• _QUESTIONS_
1 – Using the Azure outage article, decide whether each statement agrees with it: (a) The degradation began at 0731 UTC on a Friday. (b) The power problem affected infrastructure in every Availability Zone in the West Europe region. (c) All of the generators supporting the affected section took over as expected. For each, answer yes or no and quote the words of the article that settle it.
2 – In one to three sentences, explain why Microsoft moved part of a datacenter to generator power and how that led to the impact, as the Azure outage article states.
3 – Print the stretch of the Azure outage article from "Microsoft admits 'power" through "DB suffered interruptions.".

• _SOURCE EXTRACT_
****

Microsoft admits 'power issue' downed Azure services in West Europe
Work ongoing to manually recover some storage nodes
Updated Microsoft techies are trying to recover storage nodes for a "small" number of customers following a "power issue" on October 20 that triggered Azure service disruptions and ruined breakfast for those wanting to use hosted virtual machines or SQL DB.
The degradation began at 0731 UTC on Friday when Microsoft spotted the unspecified power problem, which affected infrastructure in one Availability Zone in the West Europe region. As such, businesses using VMs, Storage, App Service, or Cosmos and SQL DB suffered interruptions.
So what caused this unplanned downtime session? Microsoft says in an incident report on its Azure status history page: "Due to an upstream utility disturbance, we moved to generator power for a section of one datacenter at approximately 0731 UTC. A subset of those generators supporting that section failed to take over as expected during the switch over from utility power, resulting in the impact."

****

• _DATA EXCERPTS_
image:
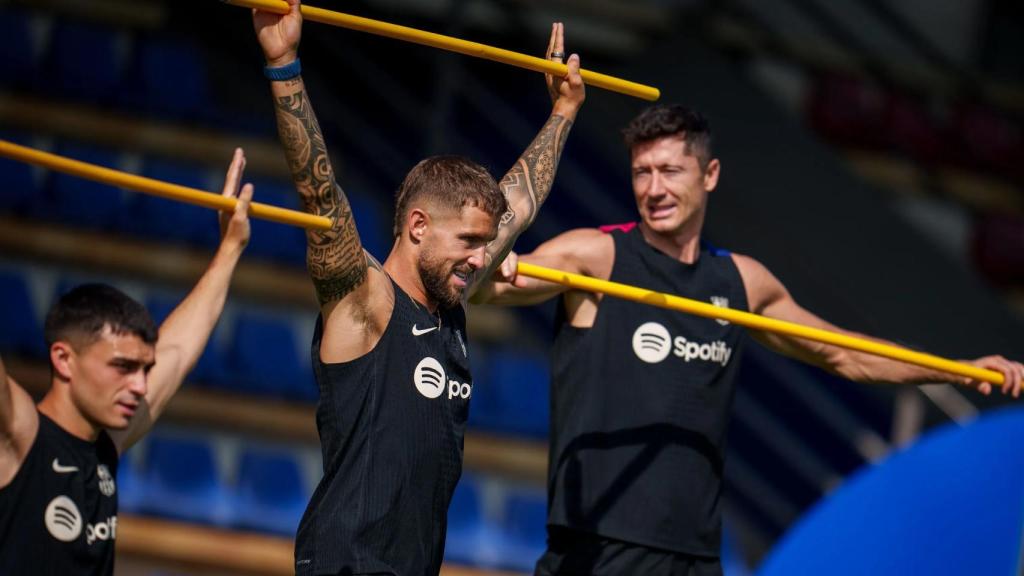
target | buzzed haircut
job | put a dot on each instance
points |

****

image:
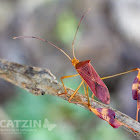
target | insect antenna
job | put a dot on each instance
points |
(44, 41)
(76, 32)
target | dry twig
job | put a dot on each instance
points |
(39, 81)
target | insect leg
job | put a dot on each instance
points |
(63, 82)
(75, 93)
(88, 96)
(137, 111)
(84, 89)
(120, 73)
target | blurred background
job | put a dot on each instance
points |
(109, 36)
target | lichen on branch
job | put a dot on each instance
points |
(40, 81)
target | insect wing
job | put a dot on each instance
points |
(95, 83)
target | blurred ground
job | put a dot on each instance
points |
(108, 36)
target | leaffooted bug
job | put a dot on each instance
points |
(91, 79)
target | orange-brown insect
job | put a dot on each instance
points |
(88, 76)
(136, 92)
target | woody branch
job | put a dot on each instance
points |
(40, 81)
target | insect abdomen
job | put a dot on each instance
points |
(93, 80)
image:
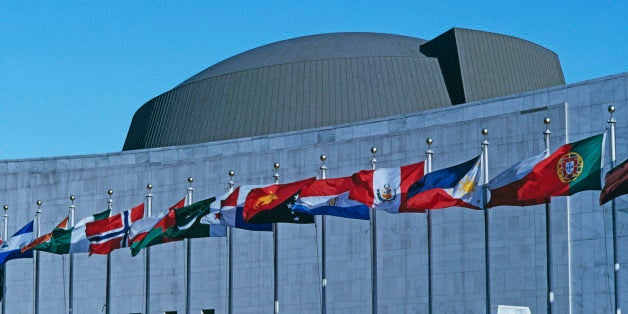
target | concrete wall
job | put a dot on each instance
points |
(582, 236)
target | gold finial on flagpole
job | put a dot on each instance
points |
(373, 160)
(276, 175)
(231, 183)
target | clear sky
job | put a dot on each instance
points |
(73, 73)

****

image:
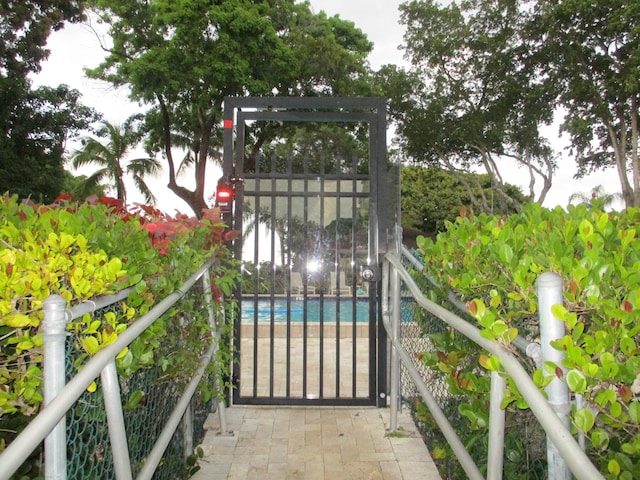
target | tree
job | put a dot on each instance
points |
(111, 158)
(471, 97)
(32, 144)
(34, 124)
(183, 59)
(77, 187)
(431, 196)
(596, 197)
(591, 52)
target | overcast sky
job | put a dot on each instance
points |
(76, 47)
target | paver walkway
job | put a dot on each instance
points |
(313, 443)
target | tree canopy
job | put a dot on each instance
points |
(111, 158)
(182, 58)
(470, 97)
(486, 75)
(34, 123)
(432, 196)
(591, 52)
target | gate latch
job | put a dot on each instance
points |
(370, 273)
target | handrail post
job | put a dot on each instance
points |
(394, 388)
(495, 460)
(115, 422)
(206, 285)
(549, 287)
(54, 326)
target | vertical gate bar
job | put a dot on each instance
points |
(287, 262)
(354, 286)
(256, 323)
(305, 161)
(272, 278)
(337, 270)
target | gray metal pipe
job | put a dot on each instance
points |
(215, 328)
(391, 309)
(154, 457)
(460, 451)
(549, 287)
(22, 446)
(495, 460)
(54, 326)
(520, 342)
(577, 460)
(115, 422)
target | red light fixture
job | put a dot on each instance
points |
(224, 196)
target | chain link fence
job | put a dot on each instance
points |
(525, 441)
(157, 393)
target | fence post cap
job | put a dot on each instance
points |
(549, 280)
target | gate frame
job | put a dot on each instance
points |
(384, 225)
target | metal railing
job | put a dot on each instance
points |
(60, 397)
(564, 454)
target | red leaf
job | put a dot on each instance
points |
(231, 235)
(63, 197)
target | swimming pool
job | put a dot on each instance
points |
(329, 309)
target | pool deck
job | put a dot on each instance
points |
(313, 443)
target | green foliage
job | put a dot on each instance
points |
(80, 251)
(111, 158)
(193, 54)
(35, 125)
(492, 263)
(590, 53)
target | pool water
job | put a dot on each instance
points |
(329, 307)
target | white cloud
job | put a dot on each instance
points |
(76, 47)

****

• _ANSWERS BY TASK_
1 –
(a) Yes: "The degradation began at 0731 UTC on Friday"
(b) No: "which affected infrastructure in one Availability Zone in the West Europe region"
(c) No: "A subset of those generators supporting that section failed to take over as expected during the switch over from utility power"

2 – Microsoft moved a section of one datacenter to generator power at approximately 0731 UTC because of an upstream utility disturbance. A subset of the generators supporting that section failed to take over as expected during the switch over from utility power, and that failure resulted in the impact.

3 –
Microsoft admits 'power issue' downed Azure services in West Europe
Work ongoing to manually recover some storage nodes
Updated Microsoft techies are trying to recover storage nodes for a "small" number of customers following a "power issue" on October 20 that triggered Azure service disruptions and ruined breakfast for those wanting to use hosted virtual machines or SQL DB.
The degradation began at 0731 UTC on Friday when Microsoft spotted the unspecified power problem, which affected infrastructure in one Availability Zone in the West Europe region. As such, businesses using VMs, Storage, App Service, or Cosmos and SQL DB suffered interruptions.